(PASSAGE FOR REVIEW):
3. Plan for Growth: That phone_number field? Make it big enough for international numbers with country codes. That INT primary key? Consider whether you'll ever need more than 2.1 billion rows.

4. Index Wisely: Like bookmarks in a book — useful, but too many slow down writes and bloat storage. Index columns you filter, sort, or join on. Profile your actual queries before adding speculative indexes.

5. Document Everything: Future you (and your teammates) will thank present you. Every table, every column, every constraint should have a comment explaining why it exists.

6. Think About Deletion: Soft deletes (a deleted_at timestamp) let you recover mistakes and satisfy audit trails. Hard deletes save space but are permanent. Choose based on your compliance and audit needs.

7. Version Your Schema: Track schema changes with migration files — just like you track code changes with Git. Tools like Flyway, Alembic, or Knex migrations make this painless.

🚫 The "We'll Fix It Later" Trap

Schema decisions are the hardest to change after launch. Renaming a column is easy. Splitting a table, migrating millions of rows, and updating every query in the codebase? That's a multi-sprint project. Invest the time to get data design right in the SDD before the first migration file is written.

Real-World Example: Healthcare System Data Model

Let's apply everything we've covered to a domain where data design has real-world consequences — a healthcare scheduling system. Notice the use of UUIDs instead of auto-incrementing integers (better for distributed systems), encrypted fields for sensitive data, and JSON columns for semi-structured data like contact info and vital signs.

(WHAT YOU NEED TO DO):
**a)** Reproduce the stretch of the database design guide above from "3. Plan for" through "2.1 billion rows.".
**b)** Write the next part of the database design guide above, starting right after its last sentence.

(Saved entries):
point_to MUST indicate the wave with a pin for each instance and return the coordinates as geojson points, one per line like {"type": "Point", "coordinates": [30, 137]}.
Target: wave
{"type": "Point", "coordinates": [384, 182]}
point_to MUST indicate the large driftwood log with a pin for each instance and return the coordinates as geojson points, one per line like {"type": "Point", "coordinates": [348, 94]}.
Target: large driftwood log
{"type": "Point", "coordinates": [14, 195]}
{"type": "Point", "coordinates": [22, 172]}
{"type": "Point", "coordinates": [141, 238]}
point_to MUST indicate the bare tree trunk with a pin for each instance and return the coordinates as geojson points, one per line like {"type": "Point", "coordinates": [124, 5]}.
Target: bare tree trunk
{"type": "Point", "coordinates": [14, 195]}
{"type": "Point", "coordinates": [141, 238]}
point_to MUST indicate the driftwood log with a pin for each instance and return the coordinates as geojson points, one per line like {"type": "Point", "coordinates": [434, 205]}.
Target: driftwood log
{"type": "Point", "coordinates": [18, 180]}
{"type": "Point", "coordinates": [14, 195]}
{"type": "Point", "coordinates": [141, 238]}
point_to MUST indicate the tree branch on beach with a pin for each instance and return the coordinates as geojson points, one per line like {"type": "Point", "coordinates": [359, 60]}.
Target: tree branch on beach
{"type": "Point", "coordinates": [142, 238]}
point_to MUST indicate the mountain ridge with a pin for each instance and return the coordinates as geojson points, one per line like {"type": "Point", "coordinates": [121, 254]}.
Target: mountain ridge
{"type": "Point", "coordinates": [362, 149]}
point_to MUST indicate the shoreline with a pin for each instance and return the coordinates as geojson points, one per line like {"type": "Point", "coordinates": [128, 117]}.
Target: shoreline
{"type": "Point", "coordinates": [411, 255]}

(ANSWER SECTION):
**a)**
3. Plan for Growth: That phone_number field? Make it big enough for international numbers with country codes. That INT primary key? Consider whether you'll ever need more than 2.1 billion rows.

**b)**
erDiagram PATIENT ||--o{ APPOINTMENT : schedules DOCTOR ||--o{ APPOINTMENT : conducts APPOINTMENT ||--|| MEDICAL_RECORD : generates PATIENT ||--o{ MEDICAL_RECORD : has MEDICAL_RECORD ||--o{ PRESCRIPTION : contains DOCTOR ||--o{ PRESCRIPTION : writes PATIENT ||--o{ INSURANCE_CLAIM : submits PATIENT { uuid patient_id PK string first_name string last_name date birth_date string ssn_encrypted json contact_info timestamp created_at } DOCTOR { uuid doctor_id PK string license_number UK string specialization json schedule boolean is_active } APPOINTMENT { uuid appointment_id PK uuid patient_id FK uuid doctor_id FK timestamp scheduled_time int duration_minutes string status text notes } MEDICAL_RECORD { uuid record_id PK uuid patient_id FK uuid appointment_id FK text diagnosis text treatment_plan json vital_signs timestamp created_at }

📖 Design Decisions Worth Documenting

In a healthcare SDD, you'd call out choices like: why ssn_encrypted uses application-level encryption (HIPAA compliance), why contact_info is JSON rather than separate columns (patients may have multiple phones, emails, and addresses that change frequently), and why APPOINTMENT to MEDICAL_RECORD is one-to-one (business rule: every visit produces exactly one record). These decisions look obvious now but will be mysteries to the next developer if left undocumented.

In the next lesson, we'll explore API and interface design — the doors and windows through which your system communicates with the world. You'll learn how to document endpoints, versioning strategies, authentication flows, and error contracts.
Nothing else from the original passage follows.